◆ **Tasks**:
(a) Write out the raccoon dog thread word for word, from "Unrelated Male and" up to and including "(Oct 10, 2013)".
(b) In the raccoon dog thread, what price is asked for the female once she is the only one left?

#### Source passage ####

# Raccoon Dogs (Tanuki)



## HAWKER13 (May 12, 2011)

Unrelated Male and Female Raccoon Dogs, 5 months and 4 1\2 months old, were to be used in animal experience business but feel they are unsuitable some days they are friendly others not, Asking for £250 or maybe swap depending what is on offer.


----------



## aardvark28 (Oct 10, 2013)

Hi, as a heads-up the Raccoon Dog is on the second list of proposed species to be banned under the EU's Directive on Invasive Species. The vote on this second list (following the 37 species of plants and animals already banned) will take place before Christmas. The UK Government has still committed to accepting all lists that are voted to up until the date of final Brexit. The Raccoon Dog is not seen as a marginal case and will almost certainly be accepted for a ban. Thus anyone wanting this species would need to secure before the first half of 2017 when the second list is likely to pass into law - after which - as for Raccoons, Siberian Chipmunks, etc. currently - the breeding, sale and exchange of Raccoon Dogs will become illegal.


----------



## HAWKER13 (May 12, 2011)

Thanks for the info, Only have the Female available now £100. will need work to tame. may exchange depending whats on offer.


----------

#### Excerpted data ####

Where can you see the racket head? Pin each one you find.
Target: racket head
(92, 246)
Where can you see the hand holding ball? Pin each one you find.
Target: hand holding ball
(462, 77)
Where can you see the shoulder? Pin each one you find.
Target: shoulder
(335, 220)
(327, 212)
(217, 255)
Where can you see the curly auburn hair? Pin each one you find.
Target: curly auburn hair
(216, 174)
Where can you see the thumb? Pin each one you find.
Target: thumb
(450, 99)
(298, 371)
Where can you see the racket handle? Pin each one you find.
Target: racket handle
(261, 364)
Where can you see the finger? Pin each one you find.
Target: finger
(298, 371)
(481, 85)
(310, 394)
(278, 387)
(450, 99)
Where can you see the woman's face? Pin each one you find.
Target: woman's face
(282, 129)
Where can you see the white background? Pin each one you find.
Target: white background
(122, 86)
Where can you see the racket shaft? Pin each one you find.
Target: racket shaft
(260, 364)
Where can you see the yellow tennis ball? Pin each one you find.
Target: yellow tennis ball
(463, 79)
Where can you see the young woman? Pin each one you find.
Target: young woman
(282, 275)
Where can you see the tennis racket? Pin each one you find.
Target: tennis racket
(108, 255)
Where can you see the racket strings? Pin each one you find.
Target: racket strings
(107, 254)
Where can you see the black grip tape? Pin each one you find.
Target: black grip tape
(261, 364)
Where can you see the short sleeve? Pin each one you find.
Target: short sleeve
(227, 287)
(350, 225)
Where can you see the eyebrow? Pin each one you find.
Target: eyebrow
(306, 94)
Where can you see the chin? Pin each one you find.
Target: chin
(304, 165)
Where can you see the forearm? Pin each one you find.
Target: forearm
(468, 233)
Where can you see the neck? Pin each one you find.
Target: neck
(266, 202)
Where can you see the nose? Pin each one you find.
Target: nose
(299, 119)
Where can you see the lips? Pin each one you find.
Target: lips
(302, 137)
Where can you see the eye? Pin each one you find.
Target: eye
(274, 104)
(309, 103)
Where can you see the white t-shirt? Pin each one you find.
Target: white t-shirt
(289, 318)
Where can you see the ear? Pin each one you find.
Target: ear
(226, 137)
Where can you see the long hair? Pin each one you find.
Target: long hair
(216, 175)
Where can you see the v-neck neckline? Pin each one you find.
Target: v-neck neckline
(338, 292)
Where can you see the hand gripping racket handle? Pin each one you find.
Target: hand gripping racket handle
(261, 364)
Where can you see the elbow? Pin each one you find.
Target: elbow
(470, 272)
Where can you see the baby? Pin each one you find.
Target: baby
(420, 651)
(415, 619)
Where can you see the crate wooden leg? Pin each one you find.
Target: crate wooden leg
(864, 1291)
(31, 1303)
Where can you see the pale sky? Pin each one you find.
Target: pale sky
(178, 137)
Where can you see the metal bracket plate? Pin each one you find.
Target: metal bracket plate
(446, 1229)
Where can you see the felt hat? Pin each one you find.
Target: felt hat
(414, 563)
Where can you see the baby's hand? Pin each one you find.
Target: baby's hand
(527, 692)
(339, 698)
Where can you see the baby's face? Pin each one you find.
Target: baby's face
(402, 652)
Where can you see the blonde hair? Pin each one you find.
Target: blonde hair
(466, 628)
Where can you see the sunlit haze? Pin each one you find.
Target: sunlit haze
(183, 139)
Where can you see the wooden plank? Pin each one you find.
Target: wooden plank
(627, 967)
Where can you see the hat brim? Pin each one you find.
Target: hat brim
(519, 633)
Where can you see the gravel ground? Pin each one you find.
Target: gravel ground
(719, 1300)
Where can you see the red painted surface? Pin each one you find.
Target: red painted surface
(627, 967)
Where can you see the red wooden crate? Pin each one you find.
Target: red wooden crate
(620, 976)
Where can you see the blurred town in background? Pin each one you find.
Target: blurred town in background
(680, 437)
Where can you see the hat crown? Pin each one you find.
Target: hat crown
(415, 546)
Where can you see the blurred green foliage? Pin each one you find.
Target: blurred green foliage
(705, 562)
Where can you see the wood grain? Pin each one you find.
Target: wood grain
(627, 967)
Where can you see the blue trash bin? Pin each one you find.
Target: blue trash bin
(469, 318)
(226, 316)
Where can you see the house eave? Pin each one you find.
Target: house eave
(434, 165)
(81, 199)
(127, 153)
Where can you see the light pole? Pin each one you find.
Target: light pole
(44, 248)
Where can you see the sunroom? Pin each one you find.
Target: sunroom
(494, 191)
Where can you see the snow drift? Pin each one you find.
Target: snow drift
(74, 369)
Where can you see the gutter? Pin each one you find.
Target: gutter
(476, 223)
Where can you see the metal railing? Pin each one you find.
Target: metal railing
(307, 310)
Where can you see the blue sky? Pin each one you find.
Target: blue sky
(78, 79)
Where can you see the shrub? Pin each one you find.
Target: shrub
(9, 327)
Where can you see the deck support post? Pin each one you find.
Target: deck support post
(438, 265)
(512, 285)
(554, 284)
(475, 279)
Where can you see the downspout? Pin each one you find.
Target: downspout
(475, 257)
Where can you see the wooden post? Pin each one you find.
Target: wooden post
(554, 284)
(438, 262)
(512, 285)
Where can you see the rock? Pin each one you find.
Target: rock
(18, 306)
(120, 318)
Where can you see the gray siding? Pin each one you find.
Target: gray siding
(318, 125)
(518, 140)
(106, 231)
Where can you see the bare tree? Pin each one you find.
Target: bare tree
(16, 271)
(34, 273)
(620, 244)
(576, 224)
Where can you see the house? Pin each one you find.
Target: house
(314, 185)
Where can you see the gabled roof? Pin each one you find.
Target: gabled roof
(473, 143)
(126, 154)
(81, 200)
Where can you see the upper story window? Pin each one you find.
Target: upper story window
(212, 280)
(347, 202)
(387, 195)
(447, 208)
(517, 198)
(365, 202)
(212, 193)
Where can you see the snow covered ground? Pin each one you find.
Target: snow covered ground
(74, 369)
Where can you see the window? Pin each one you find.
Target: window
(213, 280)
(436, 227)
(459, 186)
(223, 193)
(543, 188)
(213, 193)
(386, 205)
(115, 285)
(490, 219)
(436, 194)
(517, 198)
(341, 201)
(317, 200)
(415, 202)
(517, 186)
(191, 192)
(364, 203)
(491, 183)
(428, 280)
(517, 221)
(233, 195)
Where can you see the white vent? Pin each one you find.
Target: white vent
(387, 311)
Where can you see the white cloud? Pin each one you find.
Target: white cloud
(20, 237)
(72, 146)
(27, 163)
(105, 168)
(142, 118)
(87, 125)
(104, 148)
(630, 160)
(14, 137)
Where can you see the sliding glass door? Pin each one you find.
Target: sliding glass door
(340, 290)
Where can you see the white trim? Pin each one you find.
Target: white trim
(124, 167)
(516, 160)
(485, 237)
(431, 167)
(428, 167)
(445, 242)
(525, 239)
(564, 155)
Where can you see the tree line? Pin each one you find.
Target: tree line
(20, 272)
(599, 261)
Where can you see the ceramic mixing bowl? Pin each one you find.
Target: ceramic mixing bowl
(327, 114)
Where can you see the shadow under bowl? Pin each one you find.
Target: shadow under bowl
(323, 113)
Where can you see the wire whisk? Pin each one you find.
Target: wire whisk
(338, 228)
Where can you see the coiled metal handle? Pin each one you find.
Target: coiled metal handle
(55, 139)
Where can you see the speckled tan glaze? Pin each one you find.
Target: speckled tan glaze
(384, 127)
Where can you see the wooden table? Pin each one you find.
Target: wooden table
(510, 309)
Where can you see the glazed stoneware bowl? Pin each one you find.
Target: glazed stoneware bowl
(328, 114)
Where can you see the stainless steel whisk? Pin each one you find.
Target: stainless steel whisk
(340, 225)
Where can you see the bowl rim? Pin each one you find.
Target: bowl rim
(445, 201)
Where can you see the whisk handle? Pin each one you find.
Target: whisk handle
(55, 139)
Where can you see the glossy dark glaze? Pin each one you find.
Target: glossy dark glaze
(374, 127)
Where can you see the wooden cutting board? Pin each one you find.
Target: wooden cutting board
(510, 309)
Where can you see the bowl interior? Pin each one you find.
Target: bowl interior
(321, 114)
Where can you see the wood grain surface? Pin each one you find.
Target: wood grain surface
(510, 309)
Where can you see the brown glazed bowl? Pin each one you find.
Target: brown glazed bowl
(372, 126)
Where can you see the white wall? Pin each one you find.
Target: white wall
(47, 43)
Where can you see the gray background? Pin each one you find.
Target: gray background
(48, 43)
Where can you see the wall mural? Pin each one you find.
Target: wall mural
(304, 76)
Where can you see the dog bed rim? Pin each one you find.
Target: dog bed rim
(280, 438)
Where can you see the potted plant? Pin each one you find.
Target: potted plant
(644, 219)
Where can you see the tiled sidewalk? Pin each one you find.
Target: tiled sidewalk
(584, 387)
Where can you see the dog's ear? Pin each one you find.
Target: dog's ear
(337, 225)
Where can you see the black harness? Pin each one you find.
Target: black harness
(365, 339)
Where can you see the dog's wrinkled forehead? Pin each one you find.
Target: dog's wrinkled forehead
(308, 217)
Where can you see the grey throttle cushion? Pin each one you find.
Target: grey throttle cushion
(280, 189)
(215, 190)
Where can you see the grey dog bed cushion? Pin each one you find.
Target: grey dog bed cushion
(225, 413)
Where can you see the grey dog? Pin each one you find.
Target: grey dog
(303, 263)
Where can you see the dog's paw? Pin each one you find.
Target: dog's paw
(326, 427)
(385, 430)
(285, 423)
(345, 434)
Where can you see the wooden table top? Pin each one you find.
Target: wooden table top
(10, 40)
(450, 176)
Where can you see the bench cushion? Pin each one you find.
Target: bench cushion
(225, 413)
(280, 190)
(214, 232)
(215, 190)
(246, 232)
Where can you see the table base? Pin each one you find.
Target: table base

####

◆ **The responses**:
(a)
Unrelated Male and Female Raccoon Dogs, 5 months and 4 1\2 months old, were to be used in animal experience business but feel they are unsuitable some days they are friendly others not, Asking for £250 or maybe swap depending what is on offer.


----------



## aardvark28 (Oct 10, 2013)

(b) £100